Brooke explains how, even though there are no clear guidelines, the industry is “self-regulating” in some ways with the desire to be transparent, especially as the CBD sector could be subject to unwanted “dodgy” connotations that it has worked hard to avoid. “We have consulted with the Centre for Medicinal Cannabis, who are in turn consulting with regulators to ensure that the future of the industry will have labelling standards that allow consumers to make informed choices,” he continues. “The packaging provides a very useful vehicle for delivering these important messages.”

:: Given records ::

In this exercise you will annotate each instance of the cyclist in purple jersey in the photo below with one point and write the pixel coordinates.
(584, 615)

---

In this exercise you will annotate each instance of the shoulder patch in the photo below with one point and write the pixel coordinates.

---

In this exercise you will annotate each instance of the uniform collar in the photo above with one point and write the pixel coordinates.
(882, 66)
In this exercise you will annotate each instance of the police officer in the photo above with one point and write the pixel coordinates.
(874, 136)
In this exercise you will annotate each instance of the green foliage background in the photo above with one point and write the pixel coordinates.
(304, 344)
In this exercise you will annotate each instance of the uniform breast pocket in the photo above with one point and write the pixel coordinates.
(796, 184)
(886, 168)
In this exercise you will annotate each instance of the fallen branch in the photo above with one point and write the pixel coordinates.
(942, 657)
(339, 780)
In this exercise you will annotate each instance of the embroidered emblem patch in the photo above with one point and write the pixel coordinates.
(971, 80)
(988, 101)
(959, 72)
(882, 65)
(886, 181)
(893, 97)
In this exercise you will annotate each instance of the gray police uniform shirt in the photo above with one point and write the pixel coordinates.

:: Your task ::
In the passage on CBD packaging, which organization does Brooke say they have consulted about future labelling standards?

:: Exercise answer ::
The Centre for Medicinal Cannabis.